Go through the records and report each line in which the word "background" occurs.

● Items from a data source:
^^^^

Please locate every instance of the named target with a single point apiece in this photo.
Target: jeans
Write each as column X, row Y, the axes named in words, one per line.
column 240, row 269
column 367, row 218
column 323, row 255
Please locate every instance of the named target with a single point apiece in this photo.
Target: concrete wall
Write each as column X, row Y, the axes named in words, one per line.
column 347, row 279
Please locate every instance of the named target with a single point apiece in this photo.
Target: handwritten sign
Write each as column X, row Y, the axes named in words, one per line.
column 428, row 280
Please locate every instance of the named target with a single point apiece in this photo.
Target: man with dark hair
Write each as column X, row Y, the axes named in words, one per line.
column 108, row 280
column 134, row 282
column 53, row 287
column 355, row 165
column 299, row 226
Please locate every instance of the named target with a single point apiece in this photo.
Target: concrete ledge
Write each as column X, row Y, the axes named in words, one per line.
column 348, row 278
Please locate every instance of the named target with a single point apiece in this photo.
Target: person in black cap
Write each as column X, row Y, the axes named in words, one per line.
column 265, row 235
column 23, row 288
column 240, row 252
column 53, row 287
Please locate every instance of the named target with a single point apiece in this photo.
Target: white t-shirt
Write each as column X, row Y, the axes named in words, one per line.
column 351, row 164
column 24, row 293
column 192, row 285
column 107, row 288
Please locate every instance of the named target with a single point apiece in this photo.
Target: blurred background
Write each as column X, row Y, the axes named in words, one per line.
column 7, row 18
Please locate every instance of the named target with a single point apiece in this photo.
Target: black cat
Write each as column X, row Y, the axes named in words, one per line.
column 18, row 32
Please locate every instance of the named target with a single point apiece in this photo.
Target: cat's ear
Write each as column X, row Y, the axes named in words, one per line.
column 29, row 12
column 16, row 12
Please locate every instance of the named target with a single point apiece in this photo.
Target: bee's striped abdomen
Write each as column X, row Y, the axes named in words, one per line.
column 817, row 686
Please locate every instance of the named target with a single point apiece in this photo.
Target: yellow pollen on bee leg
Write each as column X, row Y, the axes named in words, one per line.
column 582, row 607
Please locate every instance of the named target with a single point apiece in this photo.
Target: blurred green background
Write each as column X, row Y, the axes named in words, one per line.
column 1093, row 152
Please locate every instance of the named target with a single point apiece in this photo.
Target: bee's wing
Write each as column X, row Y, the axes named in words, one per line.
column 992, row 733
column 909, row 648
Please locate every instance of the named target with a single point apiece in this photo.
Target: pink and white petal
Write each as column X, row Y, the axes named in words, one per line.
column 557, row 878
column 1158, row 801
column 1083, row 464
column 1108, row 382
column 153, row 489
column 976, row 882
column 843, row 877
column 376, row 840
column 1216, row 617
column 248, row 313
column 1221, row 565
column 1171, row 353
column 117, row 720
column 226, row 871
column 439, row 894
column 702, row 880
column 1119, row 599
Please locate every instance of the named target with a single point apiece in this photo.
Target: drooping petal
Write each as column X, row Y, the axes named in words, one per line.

^^^^

● Exercise solution:
Target: blurred background
Target: blurred green background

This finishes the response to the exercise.